__Set exercise__.
Convert the lines of the records starting at the line containing "[trace] dog's ear" and ending at the line containing "27L92 22L79 15L74" into a JSON list of strings, one string per line, with blank lines omitted.

__Material shown__.
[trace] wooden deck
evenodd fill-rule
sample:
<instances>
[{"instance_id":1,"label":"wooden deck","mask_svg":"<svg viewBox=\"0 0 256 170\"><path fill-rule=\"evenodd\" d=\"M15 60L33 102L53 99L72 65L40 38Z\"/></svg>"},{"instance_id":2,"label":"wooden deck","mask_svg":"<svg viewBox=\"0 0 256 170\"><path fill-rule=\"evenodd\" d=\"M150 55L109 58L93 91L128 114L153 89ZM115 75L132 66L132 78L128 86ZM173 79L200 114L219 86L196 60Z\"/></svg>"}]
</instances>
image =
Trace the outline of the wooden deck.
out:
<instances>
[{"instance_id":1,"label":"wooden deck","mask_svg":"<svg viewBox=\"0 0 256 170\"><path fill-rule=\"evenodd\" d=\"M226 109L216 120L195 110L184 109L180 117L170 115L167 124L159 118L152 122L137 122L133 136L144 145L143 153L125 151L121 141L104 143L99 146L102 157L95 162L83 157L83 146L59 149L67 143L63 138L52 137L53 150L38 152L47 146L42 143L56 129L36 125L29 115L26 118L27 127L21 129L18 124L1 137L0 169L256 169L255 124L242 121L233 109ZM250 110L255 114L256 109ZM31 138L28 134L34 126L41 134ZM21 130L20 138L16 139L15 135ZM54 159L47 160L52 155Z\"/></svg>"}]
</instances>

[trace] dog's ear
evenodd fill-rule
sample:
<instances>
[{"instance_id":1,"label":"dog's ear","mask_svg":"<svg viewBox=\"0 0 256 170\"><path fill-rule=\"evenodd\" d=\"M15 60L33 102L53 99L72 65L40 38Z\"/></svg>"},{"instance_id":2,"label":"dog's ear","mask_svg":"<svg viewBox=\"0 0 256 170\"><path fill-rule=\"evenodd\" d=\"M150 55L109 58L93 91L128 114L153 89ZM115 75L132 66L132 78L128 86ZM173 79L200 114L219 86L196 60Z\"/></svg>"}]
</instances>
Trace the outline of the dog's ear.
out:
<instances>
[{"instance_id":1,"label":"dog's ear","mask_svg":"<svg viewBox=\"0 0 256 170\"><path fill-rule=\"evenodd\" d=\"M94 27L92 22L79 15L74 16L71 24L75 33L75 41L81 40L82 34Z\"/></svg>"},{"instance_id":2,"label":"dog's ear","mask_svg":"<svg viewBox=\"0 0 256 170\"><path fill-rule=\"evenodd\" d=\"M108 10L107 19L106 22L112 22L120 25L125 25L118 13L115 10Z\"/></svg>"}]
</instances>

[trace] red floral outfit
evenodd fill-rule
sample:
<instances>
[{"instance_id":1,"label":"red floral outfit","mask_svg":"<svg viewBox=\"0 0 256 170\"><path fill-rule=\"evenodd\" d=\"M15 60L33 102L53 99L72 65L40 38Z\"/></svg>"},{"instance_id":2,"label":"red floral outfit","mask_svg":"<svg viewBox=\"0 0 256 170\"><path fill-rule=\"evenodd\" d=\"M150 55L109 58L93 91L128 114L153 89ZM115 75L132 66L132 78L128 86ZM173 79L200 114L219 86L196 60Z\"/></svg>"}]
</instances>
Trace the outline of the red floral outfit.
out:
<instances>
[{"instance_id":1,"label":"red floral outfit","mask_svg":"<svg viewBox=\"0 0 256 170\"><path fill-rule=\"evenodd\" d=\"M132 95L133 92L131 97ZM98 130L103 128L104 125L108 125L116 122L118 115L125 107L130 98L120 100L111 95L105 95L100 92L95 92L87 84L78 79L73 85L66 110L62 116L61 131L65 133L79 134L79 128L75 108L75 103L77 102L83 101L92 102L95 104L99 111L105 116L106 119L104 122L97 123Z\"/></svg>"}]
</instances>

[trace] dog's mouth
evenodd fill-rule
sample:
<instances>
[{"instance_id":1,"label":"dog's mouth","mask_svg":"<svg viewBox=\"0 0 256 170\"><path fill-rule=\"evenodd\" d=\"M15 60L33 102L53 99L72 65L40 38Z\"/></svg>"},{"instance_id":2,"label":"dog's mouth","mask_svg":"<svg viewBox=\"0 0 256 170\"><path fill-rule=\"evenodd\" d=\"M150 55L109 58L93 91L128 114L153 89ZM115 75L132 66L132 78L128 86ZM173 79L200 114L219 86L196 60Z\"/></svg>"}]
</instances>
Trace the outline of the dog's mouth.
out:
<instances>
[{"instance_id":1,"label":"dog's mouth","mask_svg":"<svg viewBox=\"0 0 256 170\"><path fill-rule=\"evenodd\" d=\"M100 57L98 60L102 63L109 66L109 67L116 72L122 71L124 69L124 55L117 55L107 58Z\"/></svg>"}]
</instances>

__Output of the task__.
[
  "[trace] dog's ear",
  "evenodd fill-rule",
  "sample:",
  "<instances>",
  "[{\"instance_id\":1,\"label\":\"dog's ear\",\"mask_svg\":\"<svg viewBox=\\\"0 0 256 170\\\"><path fill-rule=\\\"evenodd\\\" d=\\\"M15 60L33 102L53 99L72 65L40 38Z\\\"/></svg>\"},{\"instance_id\":2,\"label\":\"dog's ear\",\"mask_svg\":\"<svg viewBox=\\\"0 0 256 170\\\"><path fill-rule=\\\"evenodd\\\" d=\\\"M150 55L109 58L93 91L128 114L153 89ZM115 75L132 66L132 78L128 86ZM173 79L200 114L219 86L196 60Z\\\"/></svg>\"}]",
  "</instances>",
  "Trace the outline of the dog's ear.",
  "out:",
  "<instances>",
  "[{\"instance_id\":1,\"label\":\"dog's ear\",\"mask_svg\":\"<svg viewBox=\\\"0 0 256 170\\\"><path fill-rule=\\\"evenodd\\\" d=\\\"M94 27L92 22L79 15L74 16L71 24L75 33L75 41L81 40L82 34Z\\\"/></svg>\"},{\"instance_id\":2,\"label\":\"dog's ear\",\"mask_svg\":\"<svg viewBox=\\\"0 0 256 170\\\"><path fill-rule=\\\"evenodd\\\" d=\\\"M108 10L107 19L106 22L112 22L120 25L125 25L118 13L115 10Z\\\"/></svg>\"}]"
]